◆ Written instruction
Copy each of the following lines word for word, leaving out the pictures.

Image box annotation records
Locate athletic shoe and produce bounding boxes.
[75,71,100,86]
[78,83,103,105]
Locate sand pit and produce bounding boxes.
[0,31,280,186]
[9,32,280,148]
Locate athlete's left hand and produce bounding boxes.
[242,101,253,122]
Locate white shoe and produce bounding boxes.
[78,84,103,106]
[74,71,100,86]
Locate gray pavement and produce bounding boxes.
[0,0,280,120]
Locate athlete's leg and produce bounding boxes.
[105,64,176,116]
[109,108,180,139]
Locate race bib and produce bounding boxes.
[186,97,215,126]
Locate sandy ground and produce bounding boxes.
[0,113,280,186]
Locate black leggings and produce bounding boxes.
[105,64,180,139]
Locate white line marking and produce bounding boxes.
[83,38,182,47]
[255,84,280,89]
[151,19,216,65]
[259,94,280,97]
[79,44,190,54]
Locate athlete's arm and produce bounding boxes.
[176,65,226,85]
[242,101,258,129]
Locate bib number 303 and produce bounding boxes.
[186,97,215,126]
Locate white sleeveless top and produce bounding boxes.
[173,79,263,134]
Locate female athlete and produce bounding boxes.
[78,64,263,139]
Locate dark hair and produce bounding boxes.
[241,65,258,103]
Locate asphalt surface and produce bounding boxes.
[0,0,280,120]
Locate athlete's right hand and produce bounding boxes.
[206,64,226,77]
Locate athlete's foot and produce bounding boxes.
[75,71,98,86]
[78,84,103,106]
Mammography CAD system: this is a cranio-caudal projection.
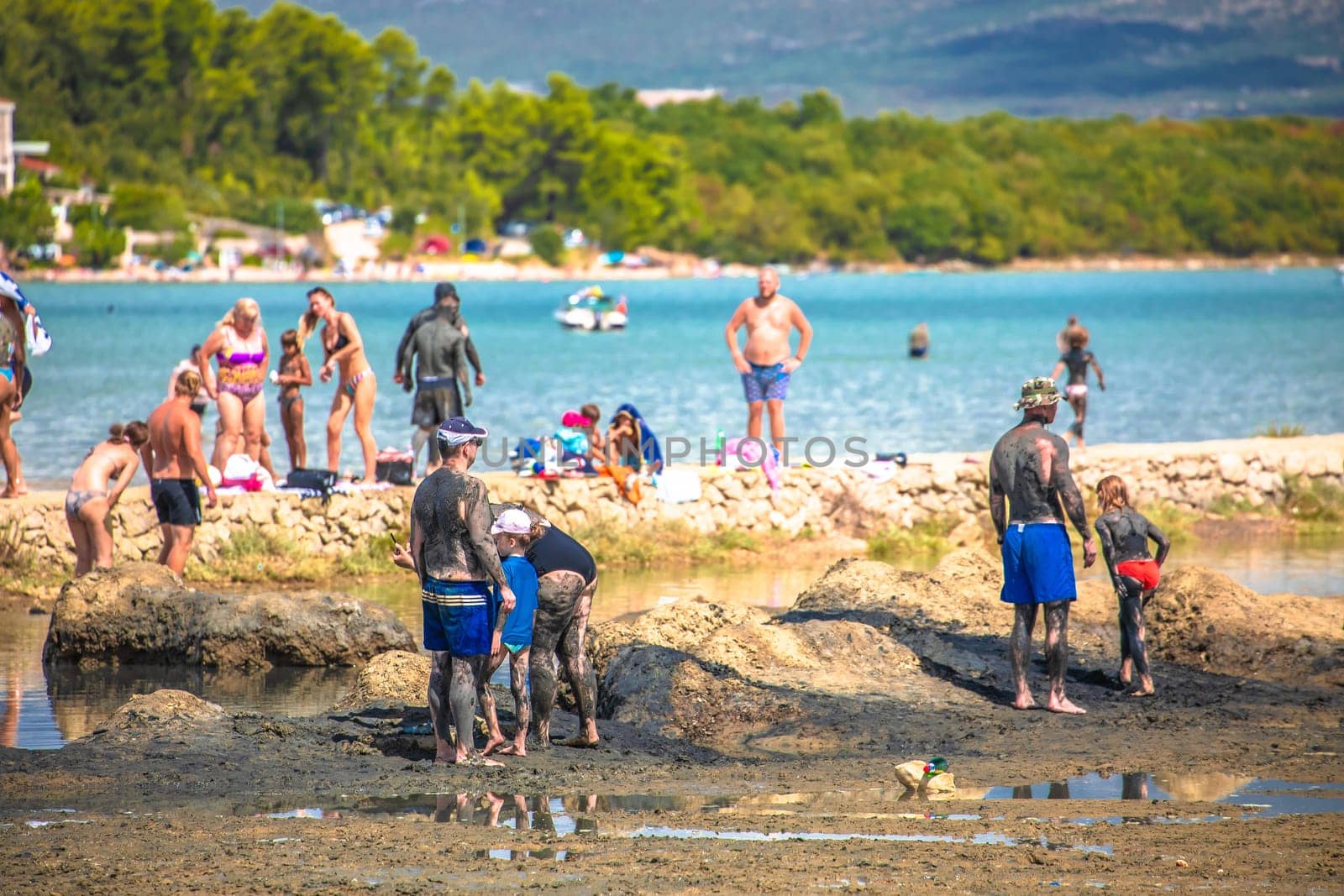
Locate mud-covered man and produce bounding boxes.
[990,376,1097,715]
[492,505,600,750]
[392,417,515,766]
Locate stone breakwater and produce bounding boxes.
[0,434,1344,574]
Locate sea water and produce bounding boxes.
[15,269,1344,488]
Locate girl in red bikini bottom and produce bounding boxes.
[1097,475,1172,697]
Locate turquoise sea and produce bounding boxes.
[15,269,1344,488]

◆ Completed exercise
Locate athletic shoe and produce bounding boxes.
[75,71,100,86]
[78,83,103,105]
Locate sand pit and produce bounding boxes.
[0,31,280,186]
[9,32,280,148]
Locate athlete's left hand and produce bounding boxes.
[242,101,253,122]
Locate white shoe and produce bounding boxes.
[78,84,103,106]
[74,71,100,86]
Locate gray pavement and produce bounding boxes.
[0,0,280,120]
Locate athlete's leg and produce bounding boxes.
[105,64,176,116]
[109,108,180,139]
Locate race bib and produce bounding boxes.
[186,97,215,126]
Locate sandy ground and produce bounding boxes.
[0,113,280,186]
Locate black leggings and produce bounding boxes.
[105,64,180,139]
Locate white line marking and produce bounding boxes.
[83,38,182,47]
[255,84,280,89]
[151,19,216,65]
[259,94,280,97]
[79,44,190,54]
Locate athlete's arm and produce bounding boxes.
[176,65,226,85]
[242,101,258,129]
Locate bib number 303 and produce bounding boxes.
[186,97,215,126]
Locate white sleeveless top and produce bounding boxes.
[173,79,263,134]
Locate female athlete and produce bounding boxes.
[78,64,263,139]
Locate dark hair and produce bounding boxes.
[241,65,258,103]
Locate asphalt surface and produce bounding boxes.
[0,0,280,120]
Locate athlete's right hand and produce bounding boxes.
[206,64,226,77]
Locate athlete's foot and produce bounding boxes.
[75,71,98,86]
[78,84,103,106]
Mammography CAD system: this is a cranio-caudal projection.
Locate mud-covered man and produce bounding boxes.
[990,376,1097,715]
[492,505,600,750]
[392,417,515,766]
Locate stone breakwater and produce bounding boxes.
[0,434,1344,574]
Locate sea water and produce bounding boxes.
[15,269,1344,488]
Locate girl in red bikini bottom and produce bounding boxes.
[1097,475,1172,697]
Locate turquoise sea and produce bounding boxes.
[15,269,1344,488]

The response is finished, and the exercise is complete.